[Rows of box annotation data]
[START]

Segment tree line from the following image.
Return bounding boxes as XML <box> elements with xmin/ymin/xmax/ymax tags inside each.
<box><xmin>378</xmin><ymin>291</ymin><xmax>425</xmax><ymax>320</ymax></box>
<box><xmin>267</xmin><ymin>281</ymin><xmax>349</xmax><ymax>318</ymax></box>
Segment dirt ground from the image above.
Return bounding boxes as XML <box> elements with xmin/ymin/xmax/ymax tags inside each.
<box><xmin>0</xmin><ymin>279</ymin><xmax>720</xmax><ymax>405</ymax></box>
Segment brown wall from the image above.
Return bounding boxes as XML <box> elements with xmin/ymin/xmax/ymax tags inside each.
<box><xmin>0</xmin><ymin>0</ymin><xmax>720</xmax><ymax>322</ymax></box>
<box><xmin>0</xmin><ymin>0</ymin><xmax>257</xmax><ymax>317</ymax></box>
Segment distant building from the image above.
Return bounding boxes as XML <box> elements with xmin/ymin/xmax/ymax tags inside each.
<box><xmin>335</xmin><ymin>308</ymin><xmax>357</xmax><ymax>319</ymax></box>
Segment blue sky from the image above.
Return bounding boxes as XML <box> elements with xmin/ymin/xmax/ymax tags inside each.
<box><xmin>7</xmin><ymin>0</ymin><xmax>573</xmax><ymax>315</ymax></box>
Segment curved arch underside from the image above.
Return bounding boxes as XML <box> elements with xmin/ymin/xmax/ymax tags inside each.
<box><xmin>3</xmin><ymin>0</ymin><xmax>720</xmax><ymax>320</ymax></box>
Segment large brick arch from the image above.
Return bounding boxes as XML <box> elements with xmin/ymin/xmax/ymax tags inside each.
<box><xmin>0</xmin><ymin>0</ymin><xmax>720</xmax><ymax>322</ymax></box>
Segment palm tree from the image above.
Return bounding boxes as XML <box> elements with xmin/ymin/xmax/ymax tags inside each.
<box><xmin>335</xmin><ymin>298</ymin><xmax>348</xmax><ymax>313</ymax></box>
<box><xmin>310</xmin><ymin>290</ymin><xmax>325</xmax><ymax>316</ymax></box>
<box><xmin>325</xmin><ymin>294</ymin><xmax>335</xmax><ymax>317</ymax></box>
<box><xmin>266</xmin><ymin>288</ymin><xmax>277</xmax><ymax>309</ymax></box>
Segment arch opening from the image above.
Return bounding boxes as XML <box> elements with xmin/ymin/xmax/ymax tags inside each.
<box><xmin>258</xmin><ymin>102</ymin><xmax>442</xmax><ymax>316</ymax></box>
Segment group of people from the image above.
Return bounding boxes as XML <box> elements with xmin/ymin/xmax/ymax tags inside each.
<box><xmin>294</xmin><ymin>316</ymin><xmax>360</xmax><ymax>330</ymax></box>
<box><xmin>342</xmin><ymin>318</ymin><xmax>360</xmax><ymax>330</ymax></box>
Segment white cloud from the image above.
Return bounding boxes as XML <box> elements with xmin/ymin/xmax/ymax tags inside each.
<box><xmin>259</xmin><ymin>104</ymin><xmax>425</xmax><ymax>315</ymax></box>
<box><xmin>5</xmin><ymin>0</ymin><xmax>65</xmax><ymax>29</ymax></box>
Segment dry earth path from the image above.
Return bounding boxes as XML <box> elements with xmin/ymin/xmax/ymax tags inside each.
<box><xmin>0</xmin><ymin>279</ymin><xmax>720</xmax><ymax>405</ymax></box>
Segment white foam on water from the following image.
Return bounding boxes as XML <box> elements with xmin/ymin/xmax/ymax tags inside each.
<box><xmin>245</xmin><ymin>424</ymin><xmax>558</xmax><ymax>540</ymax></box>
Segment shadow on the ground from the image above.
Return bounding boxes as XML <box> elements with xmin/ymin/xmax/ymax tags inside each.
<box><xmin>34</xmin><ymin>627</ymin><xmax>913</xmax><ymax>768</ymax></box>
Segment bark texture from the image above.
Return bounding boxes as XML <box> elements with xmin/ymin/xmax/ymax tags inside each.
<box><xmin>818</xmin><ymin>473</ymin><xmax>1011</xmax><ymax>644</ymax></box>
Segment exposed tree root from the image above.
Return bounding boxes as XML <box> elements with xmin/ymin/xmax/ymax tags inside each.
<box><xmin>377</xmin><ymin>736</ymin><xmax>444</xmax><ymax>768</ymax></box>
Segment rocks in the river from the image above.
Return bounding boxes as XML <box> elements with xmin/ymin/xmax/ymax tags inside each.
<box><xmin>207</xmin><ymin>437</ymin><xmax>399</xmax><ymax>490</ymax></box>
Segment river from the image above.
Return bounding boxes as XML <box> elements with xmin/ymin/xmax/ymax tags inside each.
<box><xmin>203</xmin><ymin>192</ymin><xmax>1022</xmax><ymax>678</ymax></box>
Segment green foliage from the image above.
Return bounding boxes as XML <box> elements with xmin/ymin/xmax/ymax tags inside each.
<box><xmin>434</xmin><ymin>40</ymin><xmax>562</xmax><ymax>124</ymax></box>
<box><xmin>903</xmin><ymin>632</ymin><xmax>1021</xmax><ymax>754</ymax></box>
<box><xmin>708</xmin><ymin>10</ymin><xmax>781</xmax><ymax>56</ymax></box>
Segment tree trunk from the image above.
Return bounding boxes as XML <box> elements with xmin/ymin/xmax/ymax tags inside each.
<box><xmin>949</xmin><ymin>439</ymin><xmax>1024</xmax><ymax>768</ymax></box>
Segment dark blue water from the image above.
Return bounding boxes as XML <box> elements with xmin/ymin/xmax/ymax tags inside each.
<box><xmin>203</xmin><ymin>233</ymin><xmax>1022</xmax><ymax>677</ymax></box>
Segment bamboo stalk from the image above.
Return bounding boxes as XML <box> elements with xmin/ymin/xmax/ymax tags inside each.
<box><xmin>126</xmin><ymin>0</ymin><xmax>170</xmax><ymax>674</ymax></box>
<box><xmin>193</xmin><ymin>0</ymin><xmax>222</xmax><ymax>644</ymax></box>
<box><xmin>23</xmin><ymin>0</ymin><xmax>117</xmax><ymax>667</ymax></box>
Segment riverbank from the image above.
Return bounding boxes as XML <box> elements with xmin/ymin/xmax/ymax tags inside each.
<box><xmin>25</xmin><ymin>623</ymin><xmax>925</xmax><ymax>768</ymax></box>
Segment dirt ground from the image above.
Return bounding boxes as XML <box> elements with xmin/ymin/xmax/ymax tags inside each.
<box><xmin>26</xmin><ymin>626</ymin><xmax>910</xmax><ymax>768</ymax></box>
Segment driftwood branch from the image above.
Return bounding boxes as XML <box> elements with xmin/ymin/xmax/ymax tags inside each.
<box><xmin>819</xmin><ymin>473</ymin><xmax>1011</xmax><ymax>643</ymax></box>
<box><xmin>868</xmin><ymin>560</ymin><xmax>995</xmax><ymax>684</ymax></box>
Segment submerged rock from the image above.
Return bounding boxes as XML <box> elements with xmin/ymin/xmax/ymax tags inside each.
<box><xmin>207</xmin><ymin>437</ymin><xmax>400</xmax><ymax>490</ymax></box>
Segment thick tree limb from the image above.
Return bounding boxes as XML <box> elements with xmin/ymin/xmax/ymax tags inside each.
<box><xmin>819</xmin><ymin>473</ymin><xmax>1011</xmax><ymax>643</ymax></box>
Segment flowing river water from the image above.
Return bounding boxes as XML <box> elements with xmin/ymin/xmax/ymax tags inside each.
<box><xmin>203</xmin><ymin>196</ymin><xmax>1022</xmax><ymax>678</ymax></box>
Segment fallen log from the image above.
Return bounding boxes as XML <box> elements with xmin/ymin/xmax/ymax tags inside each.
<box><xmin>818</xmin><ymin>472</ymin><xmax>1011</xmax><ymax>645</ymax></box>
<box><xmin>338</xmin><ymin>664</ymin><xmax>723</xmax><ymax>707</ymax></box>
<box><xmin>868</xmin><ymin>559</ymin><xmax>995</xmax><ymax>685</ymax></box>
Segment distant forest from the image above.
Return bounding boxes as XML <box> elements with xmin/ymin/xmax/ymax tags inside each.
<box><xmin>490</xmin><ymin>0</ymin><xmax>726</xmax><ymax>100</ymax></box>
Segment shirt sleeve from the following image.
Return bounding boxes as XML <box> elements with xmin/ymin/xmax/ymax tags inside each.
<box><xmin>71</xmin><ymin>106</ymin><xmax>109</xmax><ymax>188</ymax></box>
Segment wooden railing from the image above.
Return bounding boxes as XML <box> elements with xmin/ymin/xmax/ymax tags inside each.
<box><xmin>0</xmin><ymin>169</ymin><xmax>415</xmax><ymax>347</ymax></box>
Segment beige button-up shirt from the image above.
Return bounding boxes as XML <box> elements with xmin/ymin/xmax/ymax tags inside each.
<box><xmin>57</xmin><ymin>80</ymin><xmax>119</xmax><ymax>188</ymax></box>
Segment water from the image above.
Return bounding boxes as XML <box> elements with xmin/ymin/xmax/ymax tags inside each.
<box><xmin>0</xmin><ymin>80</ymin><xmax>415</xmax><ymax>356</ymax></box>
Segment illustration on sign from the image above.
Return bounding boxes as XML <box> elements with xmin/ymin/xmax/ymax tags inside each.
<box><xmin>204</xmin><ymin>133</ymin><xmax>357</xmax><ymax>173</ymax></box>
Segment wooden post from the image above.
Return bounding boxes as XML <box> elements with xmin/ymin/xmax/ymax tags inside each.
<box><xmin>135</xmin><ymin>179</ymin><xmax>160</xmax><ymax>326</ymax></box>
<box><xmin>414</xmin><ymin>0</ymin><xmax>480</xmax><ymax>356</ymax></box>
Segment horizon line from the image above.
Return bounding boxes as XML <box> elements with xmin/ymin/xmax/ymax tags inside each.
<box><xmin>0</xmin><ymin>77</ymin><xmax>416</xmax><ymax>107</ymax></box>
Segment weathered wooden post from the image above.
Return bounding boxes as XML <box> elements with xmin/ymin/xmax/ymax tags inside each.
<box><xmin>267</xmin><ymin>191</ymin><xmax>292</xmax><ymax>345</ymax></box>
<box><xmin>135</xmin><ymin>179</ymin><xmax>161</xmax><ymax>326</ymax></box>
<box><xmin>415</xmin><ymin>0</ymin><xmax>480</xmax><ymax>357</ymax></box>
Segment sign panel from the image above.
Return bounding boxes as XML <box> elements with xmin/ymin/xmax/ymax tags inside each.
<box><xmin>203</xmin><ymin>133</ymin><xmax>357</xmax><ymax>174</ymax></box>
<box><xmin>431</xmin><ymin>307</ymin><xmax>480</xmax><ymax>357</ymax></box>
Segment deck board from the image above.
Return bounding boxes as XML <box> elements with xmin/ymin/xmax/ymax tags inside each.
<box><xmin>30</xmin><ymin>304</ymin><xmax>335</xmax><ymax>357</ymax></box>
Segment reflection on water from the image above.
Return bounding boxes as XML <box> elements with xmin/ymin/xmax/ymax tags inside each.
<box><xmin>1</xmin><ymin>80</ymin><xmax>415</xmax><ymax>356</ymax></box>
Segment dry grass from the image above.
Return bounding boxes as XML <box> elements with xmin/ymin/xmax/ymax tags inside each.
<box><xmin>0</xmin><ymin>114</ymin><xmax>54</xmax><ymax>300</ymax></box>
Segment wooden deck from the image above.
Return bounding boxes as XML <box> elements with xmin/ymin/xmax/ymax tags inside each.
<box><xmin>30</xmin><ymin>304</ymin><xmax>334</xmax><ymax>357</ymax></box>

[END]

• [The exercise] What are the lines from the one with "Segment deck board from the image above." through the last line of the records above? Quote them exactly and add nothing.

• [Exercise output]
Segment deck board from the image above.
Return bounding boxes as XML <box> elements with xmin/ymin/xmax/ymax tags inside each.
<box><xmin>30</xmin><ymin>304</ymin><xmax>335</xmax><ymax>357</ymax></box>
Segment reflection on water from the image above.
Return bounding boxes as XML <box> elements with xmin/ymin/xmax/ymax tags inside each.
<box><xmin>1</xmin><ymin>80</ymin><xmax>415</xmax><ymax>356</ymax></box>
Segment dry grass from the image above.
Return bounding boxes as XML <box> elements with xmin/ymin/xmax/ymax tags inside each.
<box><xmin>0</xmin><ymin>114</ymin><xmax>54</xmax><ymax>300</ymax></box>
Segment wooden deck from the image above.
Return bounding boxes as XML <box> elements with xmin/ymin/xmax/ymax tags inside each.
<box><xmin>30</xmin><ymin>304</ymin><xmax>334</xmax><ymax>357</ymax></box>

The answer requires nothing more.